The Global Fund has responded with enthusiasm to the call from WHO. In particular, the Fund hopes to receive large HIV-treatment-oriented proposals in Round 4, which will be launched on 10 January.

“The world is now poised for a massive scale-up in antiretroviral therapy,” said the Fund’s Executive Director Dr. Richard Feachem in a recent interview that Global Fund Observer conducted jointly with him and Dr. Jim Kim, Advisor to the WHO Director General.

“In every country, that scale-up is urgent, timely, and possible,” said Dr. Feachem. “The Global Fund exists to help finance that scale-up. And so we very much hope to see large and ambitious applications for antiretroviral therapy scale-up in Rounds 4 and 5.”

Feachem added that he was “surprised” to note the limited number of treatment-oriented applications in previous rounds, and was also surprised at the “cautiousness” of some of those applications.

Dr. Feachem stated that it is quite clear that in many countries the problem with launching treatment programs is not a lack of infrastructure. If more drugs could be made available tomorrow, they could be used the next day.

WHO has declared that the lack of access to antiretroviral drugs is a global health emergency. It estimates that there are six million people worldwide who are in “immediate need” of AIDS treatment. Dr. Kim explained that this number is based on the assumption that fifteen percent of the over 40 million people with HIV worldwide are currently in need of treatment. WHO’s goal is that as an absolute minimum, half of these – i.e. three million people – should be reached by the end of 2005. Dr. Kim’s strong preference would be to reach more, he said.

EXERCISE TASKS:
1. According to the passage about the Global Fund and AIDS treatment, on what date will Round 4 be launched?
2. Pick up the passage about the Global Fund and AIDS treatment after its final sentence and continue writing it.
The items have no connection to the passage about the Global Fund and AIDS treatment.

GIVEN RECORDS:
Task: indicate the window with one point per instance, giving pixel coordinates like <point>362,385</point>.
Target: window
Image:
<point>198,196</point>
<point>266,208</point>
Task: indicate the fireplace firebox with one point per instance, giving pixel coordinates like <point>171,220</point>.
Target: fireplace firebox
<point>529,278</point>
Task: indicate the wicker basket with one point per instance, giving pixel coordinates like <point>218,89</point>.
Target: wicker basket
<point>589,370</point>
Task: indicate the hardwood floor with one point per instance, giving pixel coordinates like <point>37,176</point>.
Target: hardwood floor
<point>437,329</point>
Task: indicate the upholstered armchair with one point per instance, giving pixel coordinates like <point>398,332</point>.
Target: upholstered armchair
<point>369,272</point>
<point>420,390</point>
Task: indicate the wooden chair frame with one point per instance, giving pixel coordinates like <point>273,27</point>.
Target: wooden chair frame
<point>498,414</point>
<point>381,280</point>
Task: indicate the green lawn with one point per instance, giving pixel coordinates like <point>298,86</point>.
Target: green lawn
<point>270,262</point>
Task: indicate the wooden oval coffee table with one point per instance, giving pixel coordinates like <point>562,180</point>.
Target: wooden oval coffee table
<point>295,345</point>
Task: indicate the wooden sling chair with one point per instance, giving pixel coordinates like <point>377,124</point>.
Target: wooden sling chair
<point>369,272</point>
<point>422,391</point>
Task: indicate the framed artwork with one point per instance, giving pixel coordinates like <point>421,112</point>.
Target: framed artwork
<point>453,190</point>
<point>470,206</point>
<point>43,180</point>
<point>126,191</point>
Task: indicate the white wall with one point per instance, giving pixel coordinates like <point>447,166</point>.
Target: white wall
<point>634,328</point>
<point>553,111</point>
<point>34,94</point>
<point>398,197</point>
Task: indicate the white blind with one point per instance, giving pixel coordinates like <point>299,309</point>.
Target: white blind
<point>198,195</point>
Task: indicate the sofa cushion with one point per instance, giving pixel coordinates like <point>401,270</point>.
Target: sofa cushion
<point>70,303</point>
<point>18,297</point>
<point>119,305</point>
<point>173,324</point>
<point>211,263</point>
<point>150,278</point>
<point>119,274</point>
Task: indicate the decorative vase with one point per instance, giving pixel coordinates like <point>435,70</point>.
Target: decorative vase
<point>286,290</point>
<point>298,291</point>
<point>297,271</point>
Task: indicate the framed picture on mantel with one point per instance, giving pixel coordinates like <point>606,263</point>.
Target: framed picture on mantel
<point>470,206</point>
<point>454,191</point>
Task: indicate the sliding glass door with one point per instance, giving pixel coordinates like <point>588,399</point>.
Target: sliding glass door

RESULTS BY TASK:
1. Round 4 will be launched on 10 January.

2.
Without the “3 by 5” initiative, it is likely that only about 850,000 of these people would be reached by 2005. Most of these, said Dr. Kim, will be reached as a result of Global Fund financing of Rounds 1, 2 and 3. For “3 by 5” to succeed, it will be essential for multiple heavily-impacted countries to rapidly develop plans for implementing treatment programs, and then to obtain financing for these programs. The primary potential source for this financing is the Global Fund, both Dr. Kim and Dr. Feachem said.

Dr. Kim urged countries that do not yet have a plan for addressing their “treatment gap” to approach WHO for help in designing such a plan.

In the interview, Dr. Feachem strongly encouraged all CCMs to seriously consider the possibility of doing any or all of the following in order to help reach the “3 by 5” goal:

  • With regard to Round 1 or 2 HIV grants: Modestly re-assign the way in which existing approved budgets are assigned.
  • With regard to Round 3 HIV grants: Given that Round 3 grant agreements have not yet been signed, more substantially re-assign the ways in which the approved total HIV grant is assigned, so long as the spirit of the original grant application is respected and the budget total is not increased.
  • For countries that have *not* yet had an HIV grant approved by the Fund: Consider submitting a Round 4 and/or 5 proposal that forcefully tackles treatment.
  • For countries that *have* had an HIV grant approved in Round 1, 2 and/or 3: Consider applying for an additional HIV grant in Round 4 and/or 5 that focuses on treatment in a way that the previous grant did not, or that regards the treatment component of the prior grant as being a pilot project which will be extended or scaled up in a Round 4 or 5 grant.

The WHO’s best estimate of the cost that countries will incur in meeting the “3 by 5” goal is about $5.5 billion. Dr. Kim explained that a portion of that sum is money that various countries and donor agencies have already agreed to spend. WHO is currently computing how much of the $5.5 b. represents new or additional needs.

Dr. Kim said that if the Global Fund succeeds in raising the $3 billion that the it has said it needs for 2004 ($1 billion from Europe, $1 billion from the USA, and $1 billion from all others), and if it raises a corresponding amount for 2005, all of the needed additional cost of achieving “3 by 5” could be met through the Fund.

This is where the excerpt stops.